··· SUPPLIED MATERIAL

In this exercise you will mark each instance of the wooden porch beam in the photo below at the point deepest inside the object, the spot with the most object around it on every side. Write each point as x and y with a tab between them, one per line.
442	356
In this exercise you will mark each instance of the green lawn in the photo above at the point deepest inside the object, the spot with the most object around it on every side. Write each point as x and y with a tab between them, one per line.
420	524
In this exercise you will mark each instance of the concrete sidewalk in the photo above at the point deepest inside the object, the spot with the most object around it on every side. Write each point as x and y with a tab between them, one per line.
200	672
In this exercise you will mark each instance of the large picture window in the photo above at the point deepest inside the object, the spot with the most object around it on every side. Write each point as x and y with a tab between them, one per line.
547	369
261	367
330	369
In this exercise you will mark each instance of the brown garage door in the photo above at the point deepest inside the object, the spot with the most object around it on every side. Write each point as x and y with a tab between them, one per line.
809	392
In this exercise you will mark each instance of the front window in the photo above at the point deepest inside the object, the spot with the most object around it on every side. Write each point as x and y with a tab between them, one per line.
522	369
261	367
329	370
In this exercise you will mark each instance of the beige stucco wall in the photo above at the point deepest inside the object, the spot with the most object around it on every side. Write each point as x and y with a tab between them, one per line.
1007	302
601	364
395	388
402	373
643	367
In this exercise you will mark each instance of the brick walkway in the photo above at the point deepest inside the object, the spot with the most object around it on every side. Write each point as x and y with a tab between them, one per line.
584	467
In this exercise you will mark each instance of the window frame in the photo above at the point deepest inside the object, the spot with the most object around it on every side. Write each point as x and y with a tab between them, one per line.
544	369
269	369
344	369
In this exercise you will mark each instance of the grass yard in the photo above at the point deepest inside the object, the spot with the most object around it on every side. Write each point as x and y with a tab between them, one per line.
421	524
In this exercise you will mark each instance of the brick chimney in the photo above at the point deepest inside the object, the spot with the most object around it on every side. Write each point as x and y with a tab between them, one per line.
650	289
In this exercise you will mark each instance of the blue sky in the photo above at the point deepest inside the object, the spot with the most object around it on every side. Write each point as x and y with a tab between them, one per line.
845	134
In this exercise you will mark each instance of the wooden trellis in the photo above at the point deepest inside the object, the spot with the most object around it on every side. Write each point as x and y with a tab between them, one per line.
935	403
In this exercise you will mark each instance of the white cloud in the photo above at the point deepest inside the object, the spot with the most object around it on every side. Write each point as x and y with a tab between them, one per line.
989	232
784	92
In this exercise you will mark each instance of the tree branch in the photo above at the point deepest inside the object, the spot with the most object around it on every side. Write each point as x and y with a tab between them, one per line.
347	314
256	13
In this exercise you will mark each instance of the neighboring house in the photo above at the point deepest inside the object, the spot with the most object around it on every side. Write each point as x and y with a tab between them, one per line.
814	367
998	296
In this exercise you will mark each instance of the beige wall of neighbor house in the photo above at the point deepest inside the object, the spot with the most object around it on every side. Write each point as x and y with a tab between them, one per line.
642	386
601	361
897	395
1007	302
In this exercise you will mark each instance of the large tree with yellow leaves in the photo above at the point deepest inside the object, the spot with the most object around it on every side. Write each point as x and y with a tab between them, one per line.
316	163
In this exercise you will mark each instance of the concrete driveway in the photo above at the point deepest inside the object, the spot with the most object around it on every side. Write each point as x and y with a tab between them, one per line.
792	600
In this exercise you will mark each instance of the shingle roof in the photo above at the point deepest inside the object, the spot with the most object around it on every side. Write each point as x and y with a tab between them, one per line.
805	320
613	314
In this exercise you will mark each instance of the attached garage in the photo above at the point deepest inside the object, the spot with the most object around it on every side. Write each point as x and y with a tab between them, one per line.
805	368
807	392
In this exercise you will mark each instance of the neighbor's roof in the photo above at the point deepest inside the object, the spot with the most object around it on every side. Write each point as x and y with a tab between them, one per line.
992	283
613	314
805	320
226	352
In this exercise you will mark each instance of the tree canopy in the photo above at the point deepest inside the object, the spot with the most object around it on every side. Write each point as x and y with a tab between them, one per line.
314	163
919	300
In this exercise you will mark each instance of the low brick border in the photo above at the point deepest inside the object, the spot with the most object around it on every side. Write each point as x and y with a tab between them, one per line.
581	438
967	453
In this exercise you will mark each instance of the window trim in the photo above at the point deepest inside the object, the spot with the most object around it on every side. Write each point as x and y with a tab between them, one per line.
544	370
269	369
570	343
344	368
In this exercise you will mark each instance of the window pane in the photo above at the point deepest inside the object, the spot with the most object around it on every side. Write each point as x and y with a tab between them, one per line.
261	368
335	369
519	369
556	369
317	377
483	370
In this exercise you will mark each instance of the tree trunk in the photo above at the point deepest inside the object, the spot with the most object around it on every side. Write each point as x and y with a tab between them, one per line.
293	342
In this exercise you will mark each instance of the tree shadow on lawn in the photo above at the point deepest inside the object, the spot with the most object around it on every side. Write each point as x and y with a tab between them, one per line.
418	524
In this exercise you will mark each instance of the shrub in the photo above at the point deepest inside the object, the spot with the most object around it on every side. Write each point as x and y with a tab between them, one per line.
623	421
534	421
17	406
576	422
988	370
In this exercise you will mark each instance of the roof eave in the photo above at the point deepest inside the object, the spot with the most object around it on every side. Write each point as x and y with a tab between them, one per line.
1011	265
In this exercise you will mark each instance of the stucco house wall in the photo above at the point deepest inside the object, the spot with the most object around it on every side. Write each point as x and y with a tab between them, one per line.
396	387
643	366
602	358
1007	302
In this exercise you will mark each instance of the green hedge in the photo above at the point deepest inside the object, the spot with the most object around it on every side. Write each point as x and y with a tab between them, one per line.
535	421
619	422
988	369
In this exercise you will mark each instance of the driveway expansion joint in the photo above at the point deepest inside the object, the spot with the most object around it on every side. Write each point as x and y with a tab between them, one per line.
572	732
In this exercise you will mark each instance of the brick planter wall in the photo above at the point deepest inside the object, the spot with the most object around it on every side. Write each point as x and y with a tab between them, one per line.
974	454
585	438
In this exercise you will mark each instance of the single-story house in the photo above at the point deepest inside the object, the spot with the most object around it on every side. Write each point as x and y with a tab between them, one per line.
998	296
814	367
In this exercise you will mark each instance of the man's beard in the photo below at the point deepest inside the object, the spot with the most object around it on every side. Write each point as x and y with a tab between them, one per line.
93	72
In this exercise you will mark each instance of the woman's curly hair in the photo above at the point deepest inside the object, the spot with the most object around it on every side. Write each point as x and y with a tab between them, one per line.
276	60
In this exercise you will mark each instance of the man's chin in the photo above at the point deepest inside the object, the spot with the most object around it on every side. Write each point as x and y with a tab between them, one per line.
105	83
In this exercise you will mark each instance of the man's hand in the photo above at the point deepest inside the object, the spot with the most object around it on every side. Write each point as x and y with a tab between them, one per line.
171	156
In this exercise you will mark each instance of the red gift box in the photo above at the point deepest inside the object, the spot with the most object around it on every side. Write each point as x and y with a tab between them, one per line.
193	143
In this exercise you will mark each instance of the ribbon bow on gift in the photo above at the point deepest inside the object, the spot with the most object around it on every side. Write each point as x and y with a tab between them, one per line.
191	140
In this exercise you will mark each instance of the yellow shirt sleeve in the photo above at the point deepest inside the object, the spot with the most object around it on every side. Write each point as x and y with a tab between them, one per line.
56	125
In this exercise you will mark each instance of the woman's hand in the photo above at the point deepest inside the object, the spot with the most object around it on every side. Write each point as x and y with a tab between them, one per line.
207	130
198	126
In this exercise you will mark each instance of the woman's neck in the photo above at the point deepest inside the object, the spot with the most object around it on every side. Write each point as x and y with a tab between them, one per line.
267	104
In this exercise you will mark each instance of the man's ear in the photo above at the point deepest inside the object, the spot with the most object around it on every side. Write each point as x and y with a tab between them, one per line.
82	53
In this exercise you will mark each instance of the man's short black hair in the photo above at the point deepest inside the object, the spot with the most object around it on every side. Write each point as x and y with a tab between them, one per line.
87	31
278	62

······

SHORT TASK
Only the lines from the one that contains "the man's ear" to the end of the entries above should be given again, exactly and in full.

WRITTEN ANSWER
In this exercise you will mark each instance of the man's ear in the photo above at the point deepest inside the object, the spot with the most object around it on every side. Write each point as x and y with a tab between them, one per line.
82	53
In this exercise you will mark each instance of the man's short black hair in the photo above at the point deepest inside the object, the spot with the most object around it on every side. Write each point as x and y with a tab between them, one per line.
87	31
278	62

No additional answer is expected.